§ **Selected text**
• • • • •

So I took a quick google tour to see what data is there to quibble about. Here's a site that has a pro+ bias that does some of the reasons people quibble with their view, and systematically demolishes them, in their opinion. LOL. https://www.skepticalscience.com/sea-level-rise.htm

In geologic contexts, it is a fact that plate tectonics is ongoing, with different areas in uplift or subsidence. Here in Utah, the eastern half of the state has been in uplift for millions of years, raising former sealevel terrain that had geologically proven periodic shallow oceanic basins flooded repeatedly, lifted up, dried out to a basic salt flat, flooded again, and so forth, to make thousands of feet of salt beds, and now the region is oh 4000 feet above sea level or more. In the western half of Utah, although at a much earlier time it was shallow ocean, it was raised to significant elevation a hundred million years ago, and has been in subsidence for the past 50 million years. We go out to the trilobite beds in the West, and then go look for dinosaur bones in the East.

There is one other thing that is more important than any possible global warming trend on seashores, and that is wave erosion, storm erosion, the relentless reworking of material on the edges of the oceans. That is what has build beaches in the first place.

Even in the Pacific Atoll type of land formations, it could be uplift/subsidence that we are really looking at as the most important factor.

Of course, polar ice, or high latitude or high altitude land ice accumulations can be contributors as well, but I'm betting on the coming ice age. Go buy some seashore, but get the title of the plot to read "thence to the seachore" or you'll be left high and dry.

In the Great Basin, do not buy land in Salt Lake City unless you believe the State will build seawalls against a rising GSL shoreline. Right now the lake is as low as it has been in my lifetime, but it's been lower historically, and will rise again.

Those sand dunes around Barstow are interesting. In the legends of the natives, those lakes have come and gone a few times, and they're coming back, soon.
 
yes, Science and Nature are big.

I don't think their track record for leading research matches their reputation. More of a tail wind sort of press. advancing science from the rear.

To be a courageous sort of challenger to the status quo, you practically have to publish the work yourself anymore. Well, you always needed to do that.

Historically, The British Royal Academy of Science publishes more breakthrough science.

In 1996 I hiked up on the mountain and found a tree near a spring that had been cut down. I spent an afternoon counting an measuring tree rings for the past 400 years. The past 100 years was the tightest set of rings, meaning less water or colder or both. My grandpa, at age 100 in 1964, made a big point about the weather changing. Used to be lush grasslands for grazing cattle in some places that are just sagebrush today. Summer monsoon rains dropped off.

• • • • •

§ **Source material**
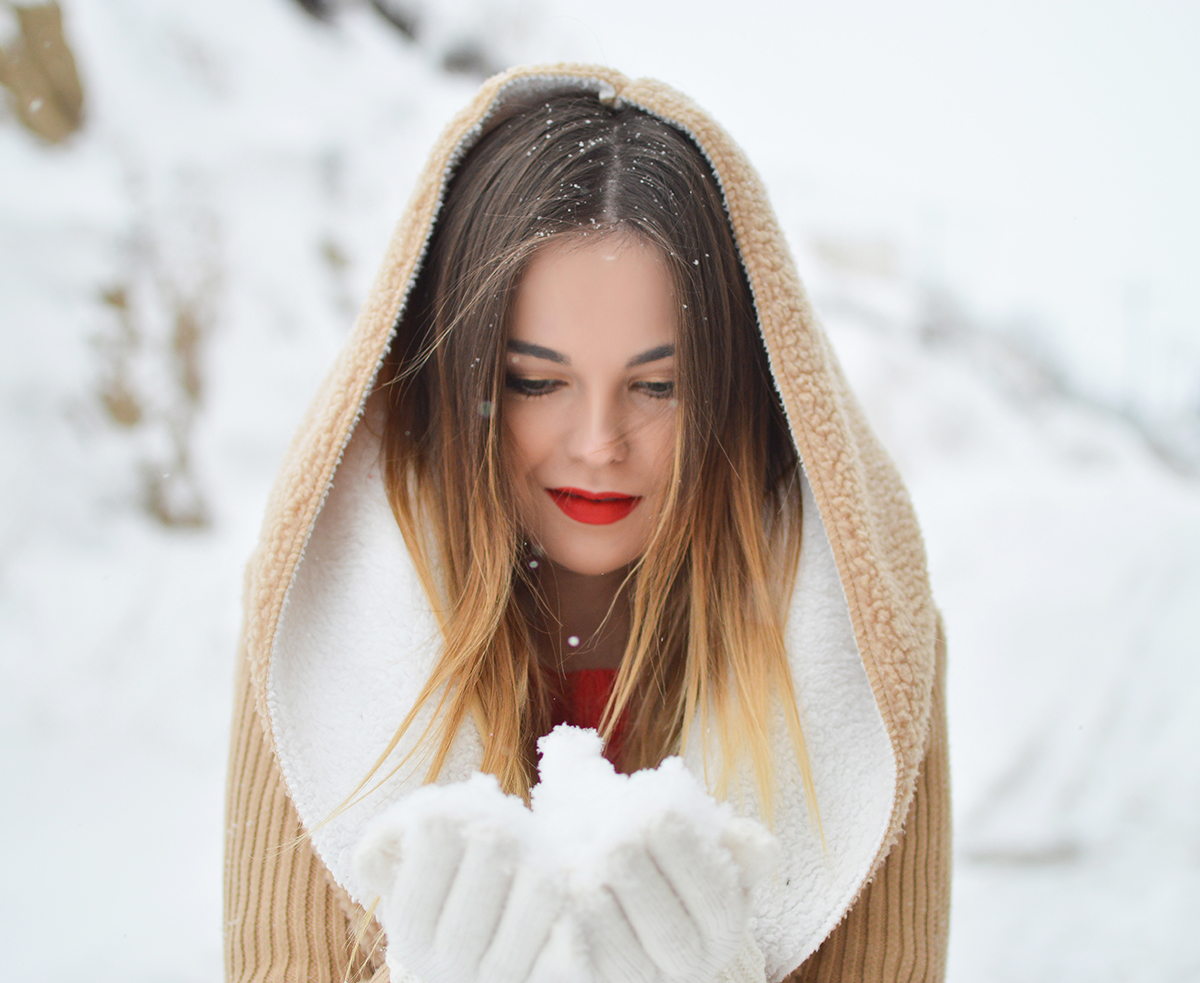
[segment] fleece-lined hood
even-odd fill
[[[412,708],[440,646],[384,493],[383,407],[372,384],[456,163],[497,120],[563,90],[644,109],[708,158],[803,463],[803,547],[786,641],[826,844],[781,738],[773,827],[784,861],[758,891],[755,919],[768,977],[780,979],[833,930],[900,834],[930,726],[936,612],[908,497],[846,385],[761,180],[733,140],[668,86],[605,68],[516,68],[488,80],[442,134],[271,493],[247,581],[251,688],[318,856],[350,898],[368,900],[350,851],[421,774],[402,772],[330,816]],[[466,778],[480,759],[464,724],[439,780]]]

• • • • •

§ **What this exercise asks**
a. In the forum post about sea level and Utah geology, reproduce the passage from "Of course, polar" to "from the rear.".
b. According to the forum post about sea level and Utah geology, which half of Utah has been in uplift for millions of years?

§ **Answers to each task**
a.
Of course, polar ice, or high latitude or high altitude land ice accumulations can be contributors as well, but I'm betting on the coming ice age. Go buy some seashore, but get the title of the plot to read "thence to the seachore" or you'll be left high and dry.

In the Great Basin, do not buy land in Salt Lake City unless you believe the State will build seawalls against a rising GSL shoreline. Right now the lake is as low as it has been in my lifetime, but it's been lower historically, and will rise again.

Those sand dunes around Barstow are interesting. In the legends of the natives, those lakes have come and gone a few times, and they're coming back, soon.
 
yes, Science and Nature are big.

I don't think their track record for leading research matches their reputation. More of a tail wind sort of press. advancing science from the rear.

b. The eastern half of Utah.